-- start of DATA ROWS --
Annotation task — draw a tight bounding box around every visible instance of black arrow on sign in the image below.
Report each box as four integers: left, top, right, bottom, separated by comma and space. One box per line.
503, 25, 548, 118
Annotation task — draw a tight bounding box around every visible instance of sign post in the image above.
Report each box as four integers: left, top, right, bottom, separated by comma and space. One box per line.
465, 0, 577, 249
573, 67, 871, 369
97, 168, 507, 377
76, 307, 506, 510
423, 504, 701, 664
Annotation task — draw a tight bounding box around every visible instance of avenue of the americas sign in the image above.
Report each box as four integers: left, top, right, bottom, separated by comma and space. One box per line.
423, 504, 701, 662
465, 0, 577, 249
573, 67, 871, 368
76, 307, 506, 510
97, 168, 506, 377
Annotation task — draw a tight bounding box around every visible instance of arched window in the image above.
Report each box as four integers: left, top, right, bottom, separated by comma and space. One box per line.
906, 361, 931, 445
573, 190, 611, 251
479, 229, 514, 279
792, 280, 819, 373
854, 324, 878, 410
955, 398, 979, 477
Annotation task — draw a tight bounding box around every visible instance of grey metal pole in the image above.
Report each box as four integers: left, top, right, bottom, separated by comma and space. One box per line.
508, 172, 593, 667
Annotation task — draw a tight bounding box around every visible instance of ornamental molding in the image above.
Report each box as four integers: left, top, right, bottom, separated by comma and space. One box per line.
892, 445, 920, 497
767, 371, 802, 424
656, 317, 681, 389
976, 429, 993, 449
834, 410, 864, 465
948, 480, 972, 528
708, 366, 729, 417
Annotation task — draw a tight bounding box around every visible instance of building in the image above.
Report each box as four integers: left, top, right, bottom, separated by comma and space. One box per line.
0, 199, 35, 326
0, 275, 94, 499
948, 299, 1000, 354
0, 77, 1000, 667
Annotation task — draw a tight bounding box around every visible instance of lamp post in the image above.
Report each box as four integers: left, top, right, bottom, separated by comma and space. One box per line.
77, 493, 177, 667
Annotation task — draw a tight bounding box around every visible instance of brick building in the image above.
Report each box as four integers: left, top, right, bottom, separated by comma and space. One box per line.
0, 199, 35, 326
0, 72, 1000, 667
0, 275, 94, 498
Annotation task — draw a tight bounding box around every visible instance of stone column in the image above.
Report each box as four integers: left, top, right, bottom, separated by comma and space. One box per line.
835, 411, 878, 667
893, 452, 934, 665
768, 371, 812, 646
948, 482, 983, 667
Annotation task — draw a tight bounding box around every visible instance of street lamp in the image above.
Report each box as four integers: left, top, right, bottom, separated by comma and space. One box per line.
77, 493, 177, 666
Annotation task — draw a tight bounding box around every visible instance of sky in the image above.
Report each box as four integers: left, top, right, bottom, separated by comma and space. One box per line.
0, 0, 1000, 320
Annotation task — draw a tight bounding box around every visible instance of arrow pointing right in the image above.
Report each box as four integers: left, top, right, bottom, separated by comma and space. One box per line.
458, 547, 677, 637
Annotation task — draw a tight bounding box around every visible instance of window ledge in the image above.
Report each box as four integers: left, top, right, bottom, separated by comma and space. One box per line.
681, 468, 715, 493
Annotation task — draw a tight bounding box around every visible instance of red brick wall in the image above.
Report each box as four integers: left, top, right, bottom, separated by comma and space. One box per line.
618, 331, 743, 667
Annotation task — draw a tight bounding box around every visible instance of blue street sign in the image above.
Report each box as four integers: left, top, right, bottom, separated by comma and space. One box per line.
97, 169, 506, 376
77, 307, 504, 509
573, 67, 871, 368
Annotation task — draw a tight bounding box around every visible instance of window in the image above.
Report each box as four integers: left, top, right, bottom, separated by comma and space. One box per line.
-- end of DATA ROWS --
TASK INSTRUCTIONS
Can you output all of the data above as a numbered list, one line per item, leaving out any blank lines?

CORRECT OUTPUT
1. Annotation task — draw a tight bounding box around every visible instance of black arrow on sign in the image below.
2. Report each box as four integers: left, top, right, bottom, separated by comma and space. One box per line.
3. 503, 25, 548, 118
4. Annotation task — draw a tight bounding box around every visible instance of sign post in the image above.
5. Report each box as four integers: left, top, right, bottom, separated by comma and space. One box per line.
6. 465, 0, 577, 249
7. 573, 67, 871, 369
8. 97, 168, 507, 377
9. 76, 307, 506, 510
10. 423, 504, 701, 664
11. Annotation task — draw a tight bounding box around every visible instance of avenue of the americas sign in the image above.
12. Report each box as four integers: left, top, right, bottom, separated by comma and space. One box per line.
13. 423, 504, 701, 662
14. 465, 0, 577, 249
15. 573, 67, 871, 368
16. 76, 307, 506, 510
17. 97, 168, 506, 377
18. Annotation task — draw a tight bounding box around every visible instance of arched window in the image above.
19. Report each box as four integers: left, top, right, bottom, separated by comma and space. One box per line.
20. 906, 361, 931, 445
21. 573, 190, 611, 251
22. 479, 229, 514, 279
23. 792, 280, 819, 373
24. 854, 324, 878, 410
25. 955, 398, 979, 477
26. Annotation task — draw a tight bounding box around every visible instance of grey metal pole in the image above.
27. Report each box as four integers: left, top, right, bottom, separated by comma and space. One box per line.
28. 508, 172, 593, 667
29. Annotation task — draw a tight bounding box around every visible instance of ornamental molding in the image above.
30. Report each box as four integers: left, top, right, bottom, separated by comma and space. One box per line.
31. 892, 445, 920, 497
32. 767, 371, 802, 424
33. 656, 317, 681, 389
34. 976, 429, 993, 449
35. 834, 410, 864, 465
36. 948, 480, 972, 528
37. 708, 366, 729, 417
38. Annotation task — draw a tight bounding box around every visible instance of building in the image above.
39. Report each box as four integers: left, top, right, bottom, separated by comma and space. One box per line.
40. 0, 199, 35, 326
41. 0, 275, 94, 499
42. 948, 299, 1000, 354
43. 0, 77, 1000, 667
44. Annotation task — draw a tight bounding box around every visible instance of lamp post in the image above.
45. Report each box as four integers: left, top, right, bottom, separated by comma and space. One box per line.
46. 77, 493, 177, 667
47. Annotation task — draw a tight bounding box around every visible instance of brick building in the image above.
48. Report each box as four integers: left, top, right, bottom, separated by comma and space. One box per line.
49. 0, 199, 35, 326
50. 0, 72, 1000, 667
51. 0, 275, 94, 498
52. Annotation task — draw a tight bounding box around every visible instance of stone column in the image above.
53. Report each box as four integers: left, top, right, bottom, separated by comma and space. One box per line.
54. 835, 411, 878, 667
55. 893, 452, 934, 665
56. 768, 371, 812, 646
57. 948, 482, 983, 667
58. Annotation task — draw a tight bounding box around every visible instance of street lamp in the image above.
59. Report each box as four integers: left, top, right, bottom, separated by comma and space. One box per line.
60. 77, 493, 177, 666
61. Annotation task — draw a tight bounding box around every visible instance of sky in the image above.
62. Report each box as four integers: left, top, right, bottom, separated by comma and space. One box per line.
63. 0, 0, 1000, 320
64. Annotation task — draw a tight bounding box around every visible instance of arrow pointing right in the image above.
65. Report each box as four integers: left, top, right, bottom, separated by comma and space. One box per line.
66. 458, 547, 677, 637
67. Annotation task — draw a tight bounding box around every visible instance of window ledge in the image above.
68. Report each box as four integers: left, top, right, bottom, separated by comma and space. One box per line.
69. 681, 468, 715, 493
70. Annotation task — draw a tight bounding box around every visible instance of red brick wall in the image above.
71. Report each box as four integers: left, top, right, bottom, separated by comma and space. One box per line.
72. 618, 331, 743, 667
73. Annotation task — draw a tight bounding box around every visible instance of blue street sign in the image above.
74. Report each box as four integers: left, top, right, bottom, separated by comma and space. One box per line.
75. 97, 169, 506, 376
76. 77, 307, 504, 509
77. 573, 67, 871, 368
78. Annotation task — draw a tight bounding box around every visible instance of window in the image above.
79. Report each box as four integers: left, top, right, bottom, separated by comma and space. One box per line.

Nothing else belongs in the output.